DOCUMENT TEXT START
When evaluating the nutritional values of foods, most people will focus on the number of well-known macronutrients (like carbohydrates, proteins, and fiber) or micronutrients (like vitamins and minerals) a food item contains. However, there are lesser-known compounds, called phytochemicals, that can boost your health just as significantly as more famous nutrients can.

Phytochemicals are plant-based compounds that exist in a variety of forms – so far, over 1,000 types have been scientifically identified. The benefits of phytochemicals are so essential to maintaining good health that they are recommended by the American Institute for Cancer Research as part of a strategy to minimize cancer risks. And because phytochemicals cannot withstand heavy processing, it is preferable to consume them in their natural form by increasing the amount of phytochemical-rich foods in your diet, as opposed to ingesting them in supplement form.

Types of Phytochemicals and Their Benefits

The following lists some of the most frequently-found phytochemicals available and the benefits they provide.

Carotenoids

Carotenoids include alpha-carotene, beta-carotene, beta-cryptoxanthin, lutein, zeaxanthin and lycopene. They are most frequently found in red and orange fruits and vegetables like carrots, mangoes, tomatoes, and watermelon and some leafy green vegetables like spinach and kale. Cartenoids are thought to block cancer cell growth, improve immune system responses, and reduce chronic inflammation.

Flavonoids

Flavonoids include quercetin, kaempferol, catechins, and anthocyanidins and provide antioxidant, cardiovascular, and anti-inflammatory benefits. They also protect nerve cells from damage and may inhibit cancerous tumor growth. Primary food sources for flavonoids include citrus fruits, apples, soy products, onions, and two of the world’s most popular beverages, coffee and tea.

Indoles and Glucosinolates

Indoles and glucosinolates are found in cruciferous vegetables, i.e., vegetables that contain sulfur chemicals. These vegetables include leafy greens, cabbage, cauliflower, radishes, horseradish, and rutabaga. Research has found that these vegetables are associated with lower risk of lung and colorectal cancers.

Inositol

Inositol is found in the bran of a variety of grains, including rye, wheat, rice, oats, and corn, as well soy products. It is linked to lessening diabetic nerve pain, lowering bad cholesterol, treating depression and ADHD, and promoting healthy hair and skin.
DOCUMENT TEXT END
COMPLETE THE FOLLOWING:
**A)** Summarize the passage on phytochemicals in two sentences.
**B)** Reproduce word for word the stretch of the passage on phytochemicals from "Types of Phytochemicals" through "reduce chronic inflammation.".
The records below have no connection to the passage on phytochemicals.
PROVIDED RECORDS START
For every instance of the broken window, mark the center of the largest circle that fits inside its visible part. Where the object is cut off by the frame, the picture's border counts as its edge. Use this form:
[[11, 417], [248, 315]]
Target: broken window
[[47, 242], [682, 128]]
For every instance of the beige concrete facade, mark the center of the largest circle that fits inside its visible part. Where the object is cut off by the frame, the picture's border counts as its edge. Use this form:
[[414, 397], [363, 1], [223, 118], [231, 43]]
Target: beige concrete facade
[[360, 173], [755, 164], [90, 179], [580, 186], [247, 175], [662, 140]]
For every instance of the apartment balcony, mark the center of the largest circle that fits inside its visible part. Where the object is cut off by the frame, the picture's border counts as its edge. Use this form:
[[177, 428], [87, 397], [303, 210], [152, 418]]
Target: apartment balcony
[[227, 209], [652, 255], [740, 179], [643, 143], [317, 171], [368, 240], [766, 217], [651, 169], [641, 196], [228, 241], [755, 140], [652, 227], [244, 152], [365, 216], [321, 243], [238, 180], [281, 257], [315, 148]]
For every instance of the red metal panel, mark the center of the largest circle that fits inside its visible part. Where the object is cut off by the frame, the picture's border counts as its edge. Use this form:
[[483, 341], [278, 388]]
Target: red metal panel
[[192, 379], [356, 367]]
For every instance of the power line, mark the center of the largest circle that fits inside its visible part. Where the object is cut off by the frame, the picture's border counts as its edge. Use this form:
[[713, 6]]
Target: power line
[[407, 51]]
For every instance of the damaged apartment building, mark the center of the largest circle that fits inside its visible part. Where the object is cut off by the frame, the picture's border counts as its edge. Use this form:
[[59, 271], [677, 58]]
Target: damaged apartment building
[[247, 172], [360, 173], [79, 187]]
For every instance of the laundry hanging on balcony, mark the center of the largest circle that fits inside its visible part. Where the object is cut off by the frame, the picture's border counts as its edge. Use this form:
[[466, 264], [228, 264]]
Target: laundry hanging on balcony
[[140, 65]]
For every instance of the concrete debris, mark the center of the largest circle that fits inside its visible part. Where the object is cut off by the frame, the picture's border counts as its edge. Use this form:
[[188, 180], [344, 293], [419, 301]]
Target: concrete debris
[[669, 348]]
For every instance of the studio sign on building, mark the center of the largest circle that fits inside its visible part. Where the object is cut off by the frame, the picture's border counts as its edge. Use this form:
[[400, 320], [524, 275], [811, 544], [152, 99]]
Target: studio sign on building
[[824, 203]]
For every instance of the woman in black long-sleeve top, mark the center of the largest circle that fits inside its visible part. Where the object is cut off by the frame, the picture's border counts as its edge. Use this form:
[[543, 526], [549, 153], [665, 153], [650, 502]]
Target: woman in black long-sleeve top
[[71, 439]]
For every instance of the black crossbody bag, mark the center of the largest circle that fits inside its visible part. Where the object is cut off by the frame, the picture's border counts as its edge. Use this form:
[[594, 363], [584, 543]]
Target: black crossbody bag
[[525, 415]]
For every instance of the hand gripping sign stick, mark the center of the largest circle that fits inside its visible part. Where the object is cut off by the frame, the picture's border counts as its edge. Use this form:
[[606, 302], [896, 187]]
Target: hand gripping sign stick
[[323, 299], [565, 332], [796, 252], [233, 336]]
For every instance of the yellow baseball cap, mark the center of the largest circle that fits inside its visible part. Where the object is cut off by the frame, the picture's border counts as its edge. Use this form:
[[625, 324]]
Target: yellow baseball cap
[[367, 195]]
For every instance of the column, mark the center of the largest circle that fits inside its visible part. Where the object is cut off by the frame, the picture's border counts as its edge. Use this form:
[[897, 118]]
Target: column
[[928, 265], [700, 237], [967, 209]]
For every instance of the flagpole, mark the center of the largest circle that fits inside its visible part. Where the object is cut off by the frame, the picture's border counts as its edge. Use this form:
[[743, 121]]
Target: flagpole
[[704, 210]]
PROVIDED RECORDS END
ANSWERS FOR EACH ITEM:
**A)** Phytochemicals are plant-based compounds, with over 1,000 types identified so far, that can boost health as significantly as better-known nutrients. Because they cannot withstand heavy processing, the passage recommends obtaining them from phytochemical-rich foods rather than supplements, and it describes carotenoids, flavonoids, indoles and glucosinolates, and inositol along with their food sources and benefits.

**B)**
Types of Phytochemicals and Their Benefits

The following lists some of the most frequently-found phytochemicals available and the benefits they provide.

Carotenoids

Carotenoids include alpha-carotene, beta-carotene, beta-cryptoxanthin, lutein, zeaxanthin and lycopene. They are most frequently found in red and orange fruits and vegetables like carrots, mangoes, tomatoes, and watermelon and some leafy green vegetables like spinach and kale. Cartenoids are thought to block cancer cell growth, improve immune system responses, and reduce chronic inflammation.